What to do
Pick up the passage on statins and kidney disease risk where it stops, and continue it.

Passage provided

┌──

Statins Increase Kidney Disease Risk by 30-36%

A large study, published in the American Journal of Cardiology has found that statins increase the risk of kidney disease by 30 - 36%.

The study included 43,000 people, with a median 6.4 year follow up. This follow up time is important because statin trials are typically only around 4 years in duration, and in some cases less than 3 years duration. So this new study gives us a rare insight into what happens in the real world with long-term statin use. 

Acute kidney injury, chronic kidney disease, and nephritis/nephrosis/renal sclerosis were increased in those who took statins.

Amazingly, one of the lead authors, Dr Ishak A Mansi, said: "patients who are taking statins should not stop taking them based on this study".  Probably, the study could not have been published if this comment was not included. Those people who follow this subject will know that this is a standard line printed in just about every statin study regardless of the actual data or outcomes.

└──

Natural language region descriptions
┌──

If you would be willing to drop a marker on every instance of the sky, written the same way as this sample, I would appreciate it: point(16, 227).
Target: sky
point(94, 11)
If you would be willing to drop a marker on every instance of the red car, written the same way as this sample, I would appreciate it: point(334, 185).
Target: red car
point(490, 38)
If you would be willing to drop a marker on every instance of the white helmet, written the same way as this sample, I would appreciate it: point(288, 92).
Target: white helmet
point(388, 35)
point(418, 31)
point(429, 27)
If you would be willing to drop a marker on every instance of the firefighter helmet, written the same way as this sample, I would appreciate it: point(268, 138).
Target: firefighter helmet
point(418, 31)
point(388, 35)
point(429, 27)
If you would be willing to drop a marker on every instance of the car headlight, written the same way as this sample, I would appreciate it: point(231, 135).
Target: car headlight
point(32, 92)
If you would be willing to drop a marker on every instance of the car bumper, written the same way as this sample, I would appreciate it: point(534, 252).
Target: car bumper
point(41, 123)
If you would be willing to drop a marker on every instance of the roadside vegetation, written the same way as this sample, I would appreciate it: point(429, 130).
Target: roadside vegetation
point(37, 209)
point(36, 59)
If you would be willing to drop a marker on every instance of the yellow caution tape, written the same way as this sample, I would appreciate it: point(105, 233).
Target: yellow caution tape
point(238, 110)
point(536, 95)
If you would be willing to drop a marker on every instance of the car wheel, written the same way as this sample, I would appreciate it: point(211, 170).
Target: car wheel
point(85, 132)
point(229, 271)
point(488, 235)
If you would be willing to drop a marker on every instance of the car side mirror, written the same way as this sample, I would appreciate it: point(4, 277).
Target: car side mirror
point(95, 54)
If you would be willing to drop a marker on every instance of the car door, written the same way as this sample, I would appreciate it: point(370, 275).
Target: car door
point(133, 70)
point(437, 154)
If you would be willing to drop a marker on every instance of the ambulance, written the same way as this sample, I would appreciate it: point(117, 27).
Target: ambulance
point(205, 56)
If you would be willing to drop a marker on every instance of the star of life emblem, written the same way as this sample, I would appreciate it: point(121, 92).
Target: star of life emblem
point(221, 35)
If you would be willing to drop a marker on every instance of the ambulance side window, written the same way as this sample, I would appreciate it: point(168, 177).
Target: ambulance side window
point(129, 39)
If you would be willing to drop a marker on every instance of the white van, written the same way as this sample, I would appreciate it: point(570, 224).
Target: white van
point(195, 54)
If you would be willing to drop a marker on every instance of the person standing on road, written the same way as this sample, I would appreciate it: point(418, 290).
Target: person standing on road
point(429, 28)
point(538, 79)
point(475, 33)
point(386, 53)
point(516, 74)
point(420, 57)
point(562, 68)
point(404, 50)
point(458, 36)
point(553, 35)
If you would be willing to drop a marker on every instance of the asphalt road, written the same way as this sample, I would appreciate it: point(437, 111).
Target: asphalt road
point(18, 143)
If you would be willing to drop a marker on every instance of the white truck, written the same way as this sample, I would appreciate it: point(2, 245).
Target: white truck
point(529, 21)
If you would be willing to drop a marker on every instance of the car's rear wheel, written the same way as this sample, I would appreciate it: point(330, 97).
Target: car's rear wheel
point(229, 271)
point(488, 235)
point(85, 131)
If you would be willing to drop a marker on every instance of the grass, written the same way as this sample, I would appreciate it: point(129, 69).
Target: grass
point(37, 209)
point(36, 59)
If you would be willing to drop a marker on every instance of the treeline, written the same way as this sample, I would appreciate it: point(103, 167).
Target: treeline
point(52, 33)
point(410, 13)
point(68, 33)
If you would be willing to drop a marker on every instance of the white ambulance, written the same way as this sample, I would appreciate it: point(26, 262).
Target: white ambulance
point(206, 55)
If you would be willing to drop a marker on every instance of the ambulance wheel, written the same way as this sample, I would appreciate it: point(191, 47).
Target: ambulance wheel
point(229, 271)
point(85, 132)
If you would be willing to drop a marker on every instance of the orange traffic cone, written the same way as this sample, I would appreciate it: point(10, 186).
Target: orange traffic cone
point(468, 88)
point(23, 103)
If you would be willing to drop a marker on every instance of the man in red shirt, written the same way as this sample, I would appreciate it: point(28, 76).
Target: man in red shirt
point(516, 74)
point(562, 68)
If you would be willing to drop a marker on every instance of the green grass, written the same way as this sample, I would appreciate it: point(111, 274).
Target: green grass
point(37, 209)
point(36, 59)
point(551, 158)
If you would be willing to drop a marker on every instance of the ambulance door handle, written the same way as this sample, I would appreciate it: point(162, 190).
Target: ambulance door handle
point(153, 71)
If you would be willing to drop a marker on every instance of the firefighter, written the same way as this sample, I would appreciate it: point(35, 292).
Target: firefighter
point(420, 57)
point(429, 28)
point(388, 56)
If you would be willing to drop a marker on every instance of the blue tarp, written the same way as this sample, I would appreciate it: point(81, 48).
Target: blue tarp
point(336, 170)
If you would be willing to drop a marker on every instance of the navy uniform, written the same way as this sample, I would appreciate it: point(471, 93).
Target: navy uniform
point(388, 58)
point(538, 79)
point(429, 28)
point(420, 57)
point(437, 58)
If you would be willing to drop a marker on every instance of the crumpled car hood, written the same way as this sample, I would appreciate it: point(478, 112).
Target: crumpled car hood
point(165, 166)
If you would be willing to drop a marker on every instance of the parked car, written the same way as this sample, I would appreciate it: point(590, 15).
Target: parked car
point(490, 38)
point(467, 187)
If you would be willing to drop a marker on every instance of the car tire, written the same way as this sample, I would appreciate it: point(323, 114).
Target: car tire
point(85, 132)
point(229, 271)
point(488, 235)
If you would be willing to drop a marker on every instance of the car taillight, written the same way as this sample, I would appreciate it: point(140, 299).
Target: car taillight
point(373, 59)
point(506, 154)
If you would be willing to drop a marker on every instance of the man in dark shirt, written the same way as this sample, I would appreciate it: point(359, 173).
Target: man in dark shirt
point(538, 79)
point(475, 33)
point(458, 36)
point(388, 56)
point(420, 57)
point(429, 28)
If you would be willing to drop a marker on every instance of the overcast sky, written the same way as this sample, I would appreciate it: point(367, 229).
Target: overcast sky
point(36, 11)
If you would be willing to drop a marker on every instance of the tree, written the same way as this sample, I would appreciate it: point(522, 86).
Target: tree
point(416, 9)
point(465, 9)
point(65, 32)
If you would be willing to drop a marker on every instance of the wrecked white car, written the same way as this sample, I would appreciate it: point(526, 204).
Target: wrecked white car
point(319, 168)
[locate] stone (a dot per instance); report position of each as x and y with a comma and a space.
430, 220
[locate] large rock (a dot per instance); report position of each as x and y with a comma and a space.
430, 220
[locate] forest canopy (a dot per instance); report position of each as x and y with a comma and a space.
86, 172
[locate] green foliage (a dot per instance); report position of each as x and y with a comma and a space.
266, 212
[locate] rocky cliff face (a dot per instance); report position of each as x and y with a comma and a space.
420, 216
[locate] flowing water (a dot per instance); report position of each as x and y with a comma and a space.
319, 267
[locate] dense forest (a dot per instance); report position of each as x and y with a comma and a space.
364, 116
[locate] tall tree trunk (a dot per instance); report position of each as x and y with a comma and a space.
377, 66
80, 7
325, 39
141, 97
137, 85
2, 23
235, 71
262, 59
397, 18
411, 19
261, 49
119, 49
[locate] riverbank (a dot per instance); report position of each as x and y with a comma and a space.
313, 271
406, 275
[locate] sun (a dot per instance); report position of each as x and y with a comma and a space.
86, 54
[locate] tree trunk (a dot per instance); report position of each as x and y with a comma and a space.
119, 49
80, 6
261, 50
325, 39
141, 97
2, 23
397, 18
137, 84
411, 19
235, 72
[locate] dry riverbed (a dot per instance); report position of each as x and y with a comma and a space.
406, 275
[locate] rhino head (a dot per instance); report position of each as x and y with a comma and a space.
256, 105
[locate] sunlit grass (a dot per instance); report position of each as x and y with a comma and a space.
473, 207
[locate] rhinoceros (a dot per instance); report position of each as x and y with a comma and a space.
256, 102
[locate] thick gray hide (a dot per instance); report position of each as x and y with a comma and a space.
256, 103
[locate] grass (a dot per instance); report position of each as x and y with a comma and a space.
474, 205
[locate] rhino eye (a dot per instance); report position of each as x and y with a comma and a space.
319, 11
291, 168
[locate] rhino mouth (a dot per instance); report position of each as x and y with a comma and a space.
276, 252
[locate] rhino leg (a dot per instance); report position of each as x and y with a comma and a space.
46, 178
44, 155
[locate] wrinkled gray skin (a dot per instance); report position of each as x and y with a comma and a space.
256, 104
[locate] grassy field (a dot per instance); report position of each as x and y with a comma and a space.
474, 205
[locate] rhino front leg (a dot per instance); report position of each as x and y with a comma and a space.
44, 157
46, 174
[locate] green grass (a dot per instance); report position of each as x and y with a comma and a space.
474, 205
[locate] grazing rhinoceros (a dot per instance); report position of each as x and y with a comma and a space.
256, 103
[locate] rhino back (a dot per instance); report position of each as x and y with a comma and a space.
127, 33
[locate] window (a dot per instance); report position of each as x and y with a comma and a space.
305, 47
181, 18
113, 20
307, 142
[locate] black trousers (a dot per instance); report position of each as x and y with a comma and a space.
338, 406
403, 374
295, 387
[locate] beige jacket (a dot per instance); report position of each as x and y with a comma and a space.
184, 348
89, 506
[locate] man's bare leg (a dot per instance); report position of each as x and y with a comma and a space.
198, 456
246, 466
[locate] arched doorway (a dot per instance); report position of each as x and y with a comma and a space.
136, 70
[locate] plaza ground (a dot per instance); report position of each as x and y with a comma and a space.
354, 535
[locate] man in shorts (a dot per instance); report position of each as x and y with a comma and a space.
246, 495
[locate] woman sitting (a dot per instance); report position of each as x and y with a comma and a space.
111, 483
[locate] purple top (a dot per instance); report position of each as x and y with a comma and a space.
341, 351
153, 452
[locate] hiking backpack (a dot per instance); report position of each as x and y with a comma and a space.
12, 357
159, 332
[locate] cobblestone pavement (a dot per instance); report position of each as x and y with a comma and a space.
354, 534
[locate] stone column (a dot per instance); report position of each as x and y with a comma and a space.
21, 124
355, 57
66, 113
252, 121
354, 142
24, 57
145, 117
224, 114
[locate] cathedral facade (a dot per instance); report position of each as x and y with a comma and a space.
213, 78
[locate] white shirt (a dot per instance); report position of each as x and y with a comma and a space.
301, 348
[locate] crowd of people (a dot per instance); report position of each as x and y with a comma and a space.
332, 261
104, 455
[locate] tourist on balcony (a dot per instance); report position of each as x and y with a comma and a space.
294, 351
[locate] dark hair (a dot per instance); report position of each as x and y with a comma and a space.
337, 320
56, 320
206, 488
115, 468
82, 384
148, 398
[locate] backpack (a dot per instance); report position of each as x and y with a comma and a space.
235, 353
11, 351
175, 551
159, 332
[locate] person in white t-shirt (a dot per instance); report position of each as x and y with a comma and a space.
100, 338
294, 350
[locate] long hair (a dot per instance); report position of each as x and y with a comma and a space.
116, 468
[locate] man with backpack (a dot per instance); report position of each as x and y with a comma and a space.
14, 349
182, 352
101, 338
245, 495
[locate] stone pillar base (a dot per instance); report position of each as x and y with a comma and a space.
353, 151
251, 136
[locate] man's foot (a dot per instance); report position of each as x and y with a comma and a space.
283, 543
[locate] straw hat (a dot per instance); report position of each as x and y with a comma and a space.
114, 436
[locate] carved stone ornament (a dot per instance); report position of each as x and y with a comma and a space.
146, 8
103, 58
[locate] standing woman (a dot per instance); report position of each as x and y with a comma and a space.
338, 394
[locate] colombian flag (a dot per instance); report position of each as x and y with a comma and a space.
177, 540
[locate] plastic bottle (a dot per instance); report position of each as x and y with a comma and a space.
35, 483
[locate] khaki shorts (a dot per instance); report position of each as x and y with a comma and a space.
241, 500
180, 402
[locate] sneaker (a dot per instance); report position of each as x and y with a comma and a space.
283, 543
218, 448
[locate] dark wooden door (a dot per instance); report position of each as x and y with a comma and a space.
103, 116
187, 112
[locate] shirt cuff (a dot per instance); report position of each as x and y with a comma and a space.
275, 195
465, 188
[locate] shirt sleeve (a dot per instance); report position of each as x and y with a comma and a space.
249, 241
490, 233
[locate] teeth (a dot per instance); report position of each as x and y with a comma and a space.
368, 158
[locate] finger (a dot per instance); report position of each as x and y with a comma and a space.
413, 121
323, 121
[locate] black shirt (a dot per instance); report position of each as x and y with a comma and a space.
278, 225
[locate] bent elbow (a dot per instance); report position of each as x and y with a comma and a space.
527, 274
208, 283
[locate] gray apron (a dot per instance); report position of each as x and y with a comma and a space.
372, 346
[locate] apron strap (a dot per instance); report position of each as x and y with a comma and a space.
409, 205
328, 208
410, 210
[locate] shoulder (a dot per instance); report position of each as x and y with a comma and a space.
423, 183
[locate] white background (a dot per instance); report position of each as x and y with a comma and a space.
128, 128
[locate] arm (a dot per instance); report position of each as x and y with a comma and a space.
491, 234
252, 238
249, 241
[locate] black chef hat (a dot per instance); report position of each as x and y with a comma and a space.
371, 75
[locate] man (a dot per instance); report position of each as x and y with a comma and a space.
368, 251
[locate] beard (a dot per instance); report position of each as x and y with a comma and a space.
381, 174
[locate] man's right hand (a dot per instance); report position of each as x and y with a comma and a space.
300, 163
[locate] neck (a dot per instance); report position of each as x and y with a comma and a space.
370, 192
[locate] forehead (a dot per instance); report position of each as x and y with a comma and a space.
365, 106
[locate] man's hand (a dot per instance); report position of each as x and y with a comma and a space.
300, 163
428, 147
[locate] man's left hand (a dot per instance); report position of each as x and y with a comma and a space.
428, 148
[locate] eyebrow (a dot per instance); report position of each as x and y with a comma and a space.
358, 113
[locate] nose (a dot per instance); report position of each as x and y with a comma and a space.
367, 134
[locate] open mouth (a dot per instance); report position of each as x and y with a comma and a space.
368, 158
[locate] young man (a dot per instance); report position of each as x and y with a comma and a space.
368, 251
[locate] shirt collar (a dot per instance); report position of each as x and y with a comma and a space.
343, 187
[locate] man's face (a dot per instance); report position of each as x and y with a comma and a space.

└──

Response below
The authors did also say that there is an urgent need for more longer-term studies like this one in order to know what statins are really doing to people in the long term.

Also amazingly, at the same time, the United States Preventative Services Task Force has just come out officially stating their support for the widespread use of statins for people with low risk of heart disease. This task force did not mention the increased kidney disease, or the increase in arterial plaques, or the increased diabetes risks...etc., associated with statin use. 

The task force article (being pro-statins) has been picked up by some of the large media organisations. Unfortunately, the study showing the increased risk of kidney disease has not - not yet anyway.